Dari pulau Baling-baling, perjalanan berlanjut menggunakan perahu sampai ke pulau Lembeh. Di pulau Lembeh ini, raja beserta rombongannya tinggal selama beberapa hari. Karena menurut raja bahwasannya di pulau Lembeh ini tidak ada tempat yang baik untuk pelabuhan, maka perjalanan dilanjutkan dan sampai di pulau berikutnya, yaitu pulau Bangka.
Masyarakat ini tinggal berbulan-bulan di pulau Bangka, sampai akhirnya datanglah suruhan dari raja besar di tanah Bacan untuk menagih perjanjian antara raja tersebut. Perjanjian tersebut adalah sang raja harus menyiapkan 100 orang anak muda dalam tahun penghabisan untuk raja besar di tanah Bacan itu. Karena tidak ingin melakukannya, maka raja tersebut berserta rombongannya keluar dari pulau Bangka dan pergi mencari pulau yang lain.

Raja beserta rombongannya pergi ke pulau Nain besar dan Nain kecil. Menurut cerita, di pulau Nain ini sang raja berselisih paham dengan anak perempuannya, yang menyebabkan anak ini merajuk kepada ayahnya dan di ujung kisahnya, sang anak meninggal. Menurut cerita, kubur anak ini menjadi sebuah parigi batu. Hal ini cukup menakutkan, oleh karena itu sang raja beserta rombongannya kembali keluar dari pulau dan pergi ke pulau lain yang dekat dari situ.

Tibalah sang raja beserta rombongannya di pulau Babontehu dan menetap di sana sampai akhir hayat. Setelah sang raja meninggal, beliau digantikan dengan dua orang yang memimpin yakni Mokodompis dan Lumentut. Diketahui, Mokodompis dan Lumentut menyandang gelar Hukum Tua. Dalam beberapa tahun ke depan, muncul tujuh orang bersaudara yang memiliki kemampuan luar biasa dalam perperangan. Mereka adalah Bukarakombang, Boremanung, Manikusa, Sahadagi,
Bahakiki, Huntumoniaga, dan satu perempuan bernama Dongintairang.

Karena ketujuh bersaudara itu terlalu kuat untuk diperintahkan, maka berseterulah kedua hukum tua dengan ketujuh bersaudara itu, yang menyebabkan ketujuh bersaudara pergi meninggalkan pulau Babontehu. Di kemudian hari, akhirnya hukum tua Mokodompis pergi mencari ketujuh bersaudara itu dan membujuk mereka untuk pulang ke pulau Babontehu.

_Bahan_
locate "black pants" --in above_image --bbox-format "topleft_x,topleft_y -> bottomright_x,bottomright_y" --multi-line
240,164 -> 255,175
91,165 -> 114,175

_Instruksi Tugas 1_
Menurut sumber, gelar apa yang disandang Mokodompis dan Lumentut?
_Instruksi Tugas 2_
Berdasarkan sumber, jelaskan dalam satu sampai tiga kalimat mengapa raja beserta rombongannya meninggalkan pulau Bangka.
_Instruksi Tugas 3_
Sambung kisah perjalanan raja dan rombongannya dalam sumber, mulai setelah kalimat terakhirnya.

_Jawaban Benar 1_
Hukum Tua.

_Jawaban Benar 2_
Suruhan dari raja besar di tanah Bacan datang menagih perjanjian yang mewajibkan raja menyiapkan 100 orang anak muda dalam tahun penghabisan. Karena raja tidak ingin melakukannya, ia beserta rombongannya keluar dari pulau Bangka untuk mencari pulau lain.

_Jawaban Benar 3_
Singkat cerita, Mokodompis menikahi saudari perempuan ketujuh bersaudara itu yang bernama Dongintairang. Sejak saat itu, hukum tua dan keenam bersaudara hidup dengan damai. Karena sudah tidak berseteru, keenam saudara tersebut meminta izin untuk pergi berperang di daerah Tomini. Hukum tua Mokodompis mengizinkan dengan perjanjian bahwa mereka harus membawa pulang satu budak perempuan untuk Mokodompis.

Setelah pergi berperang (Bahasa Babontehu menyebutnya Rumoraho), keenam bersaudara ini berhasil mengalahkan orang Tomini dan membawa pulang satu orang budak perempuan untuk hukum tua Mokodompis. Karena budak perempuan ini sangat cantik, hukum tua Mokodompis kemudian menjadikannya gundik.

Suatu hari, datanglah tantangan untuk berperang dari raja Bolaang Mongondow kepada hukum tua Mokodompis dan Lumentut. Tantangan untuk berperang pun diterima. Karena suku Babontehu memiliki keenam bersaudara yang sangat mahir dalam berperang, Bolaang Mongondow mundur dan perperangan pun dimenangkan oleh suku Babontehu.

Karena dilihat oleh Bolaang Mongondow bahwa Babontehu terlalu sulit untuk dikalahkan, maka orang Mongondow mengambil siasat untuk melepaskan dua ekor yaki (Spesies monyet) dan dalam beberapa waktu bertambah-tambahlah yaki tersebut di pulau Babontehu. Yaki ini menjadi hama yang sangat menggangu, banyak tanaman atau kebun yang dirusak oleh hewan yaki tersebut. Akhrinya, masyarakat Babontehu menderita kelaparan di pulau tersebut.

Hukum tua Mokodompis dan hukum tua Lumentut akhirnya bersepakat untuk membawa keluar rakyatnya dari pulau tersebut. Namun sayangnya, tidak jauh dari waktu yang disepakati untuk keluar, hukum tua Mokodompis meninggal. Ia pun akhirnya dikuburkan di pulau itu.

Pulau Babontehu akhirnya ditinggalkan. Hukum tua Lumentut dan Mahasu (Anak Mokodompis) memimpin perjalanan dan tiba di tanah Minahasa. Mereka tiba di suatu tempat yang bernama Batu Hitam. Dari tempat ini, mereka menyebar menyusuri daerah-daerah di sepanjang pantai.

Dahulu kala orang Babontehu pernah bersahabat dengan orang Kinilow. Karena di dengar oleh orang Kinilow bahwa orang Babontehu sudah ada di tanah Benang, maka orang Kinilow mencari orang Babontehu dan mengajak mereka berbicara. Orang Kinilow mengatakan supaya orang Babontehu ini mencari kompeni Belanda karena merekalah yang sedang berkuasa. Orang Kinilow juga memberikan makanan dan bekal bagi mereka untuk melakukan perjalanan.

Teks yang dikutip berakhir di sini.